■ **Texte source**:
--------

Si un film jugé « culte » n’a pas forcément pour vocation de plaire à tout le monde, il doit son statut à des qualités certaines qui lui ont été associées et qu’il semblerait insensé d’ignorer. Ici on parle d'un classique avec un grand « C » qui a une influence majeure sur le septième art.


C’est dans une République de Weimar fauchée, à court de moyens pour rivaliser avec un ogre hollywoodien toujours plus affamé, que l’expressionnisme s’immisce dans les travées du septième art. A défaut de moyens financiers, le cinéma allemand se dote d’une « patte » artistique en jouant sur la symbolique et sur les émotions des spectateurs. Ce mouvement est apparu au crépuscule des années 1910 avec l’excellent Cabinet du Docteur Caligari (1920) de Robert Wiene, et prit toute son ampleur dans les années 1920, avant de s’éclipser au début des années 1930. Si j’insiste sur ce point, c’est parce que Nosferatu est une figure de proue de ce mouvement, ainsi que du cinéma allemand, et du cinéma tout court, a fortiori.


La production ne parvint pas à avoir les droits d’auteur permettant d’utiliser le nom de Dracula, mais c’est bien le plus ancien film encore conservé à nous raconter l’histoire du vampire le plus célèbre de tous. Ce vieux film muet d’une heure et demie, oeuvre d’un cinéaste encore peu connu, pose les jalons d’un des genres cinématographiques les plus populaires aujourd’hui. L’expressionnisme se manifeste tout au long du film grâce à des procédés visuels très efficaces : gros plans oppressants, imagerie morbide, jeux d’ombres, le spectateur est happé par le sortilège et embourbé dans cette ambiance inquiétante et mystique.

--------

■ **Données fournies**:

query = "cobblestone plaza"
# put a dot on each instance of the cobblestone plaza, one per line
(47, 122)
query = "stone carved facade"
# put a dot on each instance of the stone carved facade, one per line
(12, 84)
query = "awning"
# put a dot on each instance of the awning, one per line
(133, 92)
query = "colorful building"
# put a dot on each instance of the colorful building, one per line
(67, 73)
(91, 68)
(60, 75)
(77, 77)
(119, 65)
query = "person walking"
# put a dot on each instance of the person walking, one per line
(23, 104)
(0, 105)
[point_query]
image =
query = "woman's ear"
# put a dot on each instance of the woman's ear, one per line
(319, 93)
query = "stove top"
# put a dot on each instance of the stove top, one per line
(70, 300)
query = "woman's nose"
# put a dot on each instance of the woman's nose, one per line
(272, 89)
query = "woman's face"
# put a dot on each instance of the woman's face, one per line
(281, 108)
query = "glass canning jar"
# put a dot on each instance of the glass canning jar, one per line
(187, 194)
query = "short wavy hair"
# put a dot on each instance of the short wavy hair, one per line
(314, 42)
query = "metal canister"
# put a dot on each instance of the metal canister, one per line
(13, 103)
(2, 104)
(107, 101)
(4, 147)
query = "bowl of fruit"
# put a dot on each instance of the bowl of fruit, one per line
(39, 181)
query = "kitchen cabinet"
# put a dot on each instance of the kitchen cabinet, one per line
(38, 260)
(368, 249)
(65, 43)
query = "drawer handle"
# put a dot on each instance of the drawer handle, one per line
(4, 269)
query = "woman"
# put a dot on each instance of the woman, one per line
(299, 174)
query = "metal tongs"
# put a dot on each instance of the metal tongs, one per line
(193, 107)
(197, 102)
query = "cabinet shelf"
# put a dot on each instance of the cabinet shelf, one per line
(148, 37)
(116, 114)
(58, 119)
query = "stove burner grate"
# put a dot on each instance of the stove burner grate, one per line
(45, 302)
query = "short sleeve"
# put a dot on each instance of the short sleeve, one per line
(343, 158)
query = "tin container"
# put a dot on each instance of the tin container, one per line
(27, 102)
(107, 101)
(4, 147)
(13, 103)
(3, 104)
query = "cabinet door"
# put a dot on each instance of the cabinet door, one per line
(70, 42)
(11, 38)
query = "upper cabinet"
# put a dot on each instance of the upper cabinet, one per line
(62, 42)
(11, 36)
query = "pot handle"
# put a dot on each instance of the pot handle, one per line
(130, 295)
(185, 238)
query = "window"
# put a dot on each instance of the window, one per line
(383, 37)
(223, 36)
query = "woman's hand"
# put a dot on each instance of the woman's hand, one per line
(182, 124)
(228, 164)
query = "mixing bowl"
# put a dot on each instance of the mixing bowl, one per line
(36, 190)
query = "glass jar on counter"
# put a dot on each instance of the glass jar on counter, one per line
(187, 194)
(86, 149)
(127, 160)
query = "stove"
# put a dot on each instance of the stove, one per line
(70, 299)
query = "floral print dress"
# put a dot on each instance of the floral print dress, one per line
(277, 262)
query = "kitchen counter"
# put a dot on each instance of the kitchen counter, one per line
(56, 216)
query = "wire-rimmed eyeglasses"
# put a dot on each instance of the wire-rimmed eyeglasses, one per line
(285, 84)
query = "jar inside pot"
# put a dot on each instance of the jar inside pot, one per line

--------

Transcrivez en entier, sans la moindre modification, le texte consacré au film Nosferatu. Les lignes constituent un matériau à part, indépendant du texte.

■ **Réponse attendue**:
Si un film jugé « culte » n’a pas forcément pour vocation de plaire à tout le monde, il doit son statut à des qualités certaines qui lui ont été associées et qu’il semblerait insensé d’ignorer. Ici on parle d'un classique avec un grand « C » qui a une influence majeure sur le septième art.


C’est dans une République de Weimar fauchée, à court de moyens pour rivaliser avec un ogre hollywoodien toujours plus affamé, que l’expressionnisme s’immisce dans les travées du septième art. A défaut de moyens financiers, le cinéma allemand se dote d’une « patte » artistique en jouant sur la symbolique et sur les émotions des spectateurs. Ce mouvement est apparu au crépuscule des années 1910 avec l’excellent Cabinet du Docteur Caligari (1920) de Robert Wiene, et prit toute son ampleur dans les années 1920, avant de s’éclipser au début des années 1930. Si j’insiste sur ce point, c’est parce que Nosferatu est une figure de proue de ce mouvement, ainsi que du cinéma allemand, et du cinéma tout court, a fortiori.


La production ne parvint pas à avoir les droits d’auteur permettant d’utiliser le nom de Dracula, mais c’est bien le plus ancien film encore conservé à nous raconter l’histoire du vampire le plus célèbre de tous. Ce vieux film muet d’une heure et demie, oeuvre d’un cinéaste encore peu connu, pose les jalons d’un des genres cinématographiques les plus populaires aujourd’hui. L’expressionnisme se manifeste tout au long du film grâce à des procédés visuels très efficaces : gros plans oppressants, imagerie morbide, jeux d’ombres, le spectateur est happé par le sortilège et embourbé dans cette ambiance inquiétante et mystique.